#### SUPPLIED INFORMATION

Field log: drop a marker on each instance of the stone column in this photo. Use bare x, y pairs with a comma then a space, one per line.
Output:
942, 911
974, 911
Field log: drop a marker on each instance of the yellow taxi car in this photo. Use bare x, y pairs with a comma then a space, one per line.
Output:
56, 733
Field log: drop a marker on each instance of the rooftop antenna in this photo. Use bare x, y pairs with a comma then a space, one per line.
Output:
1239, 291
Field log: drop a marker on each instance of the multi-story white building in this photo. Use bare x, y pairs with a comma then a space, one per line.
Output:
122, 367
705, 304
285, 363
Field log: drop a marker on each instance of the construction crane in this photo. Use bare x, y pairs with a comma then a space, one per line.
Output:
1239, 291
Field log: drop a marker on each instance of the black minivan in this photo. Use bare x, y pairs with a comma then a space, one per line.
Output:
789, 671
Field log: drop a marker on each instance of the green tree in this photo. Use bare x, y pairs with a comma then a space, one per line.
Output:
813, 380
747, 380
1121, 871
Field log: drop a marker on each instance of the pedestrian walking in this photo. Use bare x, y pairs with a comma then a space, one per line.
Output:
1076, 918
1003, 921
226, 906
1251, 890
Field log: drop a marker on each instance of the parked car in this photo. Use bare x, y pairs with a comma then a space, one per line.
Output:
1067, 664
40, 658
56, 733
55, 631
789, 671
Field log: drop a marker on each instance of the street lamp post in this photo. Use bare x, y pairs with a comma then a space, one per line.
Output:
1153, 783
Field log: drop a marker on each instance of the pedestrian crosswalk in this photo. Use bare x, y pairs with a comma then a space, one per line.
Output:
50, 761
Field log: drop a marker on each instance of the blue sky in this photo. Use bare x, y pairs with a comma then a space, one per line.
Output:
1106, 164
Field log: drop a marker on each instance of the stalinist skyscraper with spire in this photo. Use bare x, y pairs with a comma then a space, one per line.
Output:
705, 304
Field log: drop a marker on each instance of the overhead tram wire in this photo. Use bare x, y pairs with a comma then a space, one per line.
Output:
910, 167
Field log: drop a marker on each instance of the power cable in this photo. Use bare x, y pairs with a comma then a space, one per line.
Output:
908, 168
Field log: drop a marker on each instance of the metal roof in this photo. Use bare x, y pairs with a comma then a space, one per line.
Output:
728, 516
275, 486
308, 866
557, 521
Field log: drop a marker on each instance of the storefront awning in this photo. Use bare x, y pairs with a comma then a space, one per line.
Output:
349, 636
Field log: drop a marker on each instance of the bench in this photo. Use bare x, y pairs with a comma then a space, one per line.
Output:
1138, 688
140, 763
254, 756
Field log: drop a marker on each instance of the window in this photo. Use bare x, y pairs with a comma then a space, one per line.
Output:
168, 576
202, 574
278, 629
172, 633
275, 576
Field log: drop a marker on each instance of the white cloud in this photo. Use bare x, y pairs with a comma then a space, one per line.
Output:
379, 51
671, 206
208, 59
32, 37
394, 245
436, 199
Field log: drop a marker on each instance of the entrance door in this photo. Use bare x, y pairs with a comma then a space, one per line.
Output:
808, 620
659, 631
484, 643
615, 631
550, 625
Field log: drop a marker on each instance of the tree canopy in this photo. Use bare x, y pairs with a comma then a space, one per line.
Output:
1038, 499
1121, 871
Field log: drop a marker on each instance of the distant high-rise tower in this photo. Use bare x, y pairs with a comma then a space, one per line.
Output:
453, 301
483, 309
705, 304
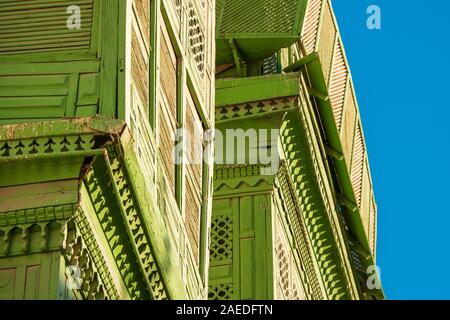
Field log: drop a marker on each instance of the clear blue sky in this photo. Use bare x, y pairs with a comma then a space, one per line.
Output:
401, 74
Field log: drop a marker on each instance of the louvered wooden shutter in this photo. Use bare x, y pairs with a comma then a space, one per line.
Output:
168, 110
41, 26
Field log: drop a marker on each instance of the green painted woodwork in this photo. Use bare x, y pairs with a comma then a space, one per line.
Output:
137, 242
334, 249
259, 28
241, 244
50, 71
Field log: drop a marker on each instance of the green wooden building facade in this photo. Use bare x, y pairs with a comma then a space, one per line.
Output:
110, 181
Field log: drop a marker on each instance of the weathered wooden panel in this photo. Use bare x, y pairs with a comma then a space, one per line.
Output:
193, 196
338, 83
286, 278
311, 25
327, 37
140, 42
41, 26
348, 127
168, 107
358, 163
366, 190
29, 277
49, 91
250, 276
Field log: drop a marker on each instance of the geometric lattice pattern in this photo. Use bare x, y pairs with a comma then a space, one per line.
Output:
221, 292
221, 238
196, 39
==
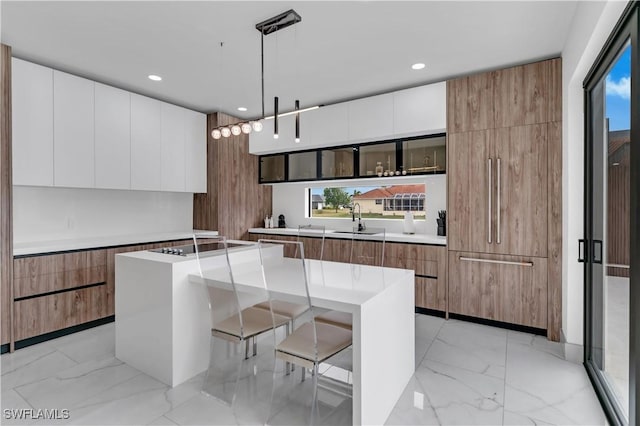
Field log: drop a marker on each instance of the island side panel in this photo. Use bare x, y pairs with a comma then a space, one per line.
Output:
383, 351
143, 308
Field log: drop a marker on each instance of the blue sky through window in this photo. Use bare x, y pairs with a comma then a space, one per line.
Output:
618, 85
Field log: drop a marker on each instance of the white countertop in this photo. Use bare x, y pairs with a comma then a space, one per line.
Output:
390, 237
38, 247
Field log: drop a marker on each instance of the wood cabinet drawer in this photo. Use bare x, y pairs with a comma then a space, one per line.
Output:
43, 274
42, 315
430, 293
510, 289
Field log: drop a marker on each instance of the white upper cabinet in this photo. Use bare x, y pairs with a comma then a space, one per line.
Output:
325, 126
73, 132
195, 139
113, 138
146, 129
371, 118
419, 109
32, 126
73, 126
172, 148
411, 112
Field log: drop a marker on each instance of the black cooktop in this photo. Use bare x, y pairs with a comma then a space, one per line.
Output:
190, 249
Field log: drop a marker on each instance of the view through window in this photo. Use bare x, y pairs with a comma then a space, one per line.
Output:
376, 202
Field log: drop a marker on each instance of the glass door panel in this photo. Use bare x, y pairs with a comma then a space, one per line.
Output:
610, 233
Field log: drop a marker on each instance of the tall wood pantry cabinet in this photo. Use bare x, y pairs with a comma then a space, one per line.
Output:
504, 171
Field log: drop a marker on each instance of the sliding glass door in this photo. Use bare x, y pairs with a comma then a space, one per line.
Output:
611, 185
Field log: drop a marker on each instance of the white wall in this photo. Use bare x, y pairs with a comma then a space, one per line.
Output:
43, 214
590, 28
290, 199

#### DESCRIPTION OF THE TASK
In the records above, find the line with "Field log: drop a marker on each instance of the stone"; write out exactly that line and each one after it, stopping after the line with "Field log: drop a marker on each instance of the multi-story".

#### RESPONSE TO THE TASK
Field log: drop a marker on each instance of the stone column in this photo. Use bare x, y pairs with a comma then a space, one per line.
Output:
942, 911
974, 911
Field log: drop a marker on each instance of the yellow taxi car in this photo. Use bare x, y pairs with a comma then a space, one per line.
Output:
56, 733
Field log: drop a marker on each instance of the rooftop antenna in this photo. Use bare x, y pairs with a comma then a space, one per line.
Output:
1239, 291
Field log: drop a marker on each instance of the multi-story white building in this photo. Use bare x, y pairs with a comma then a space, one per line.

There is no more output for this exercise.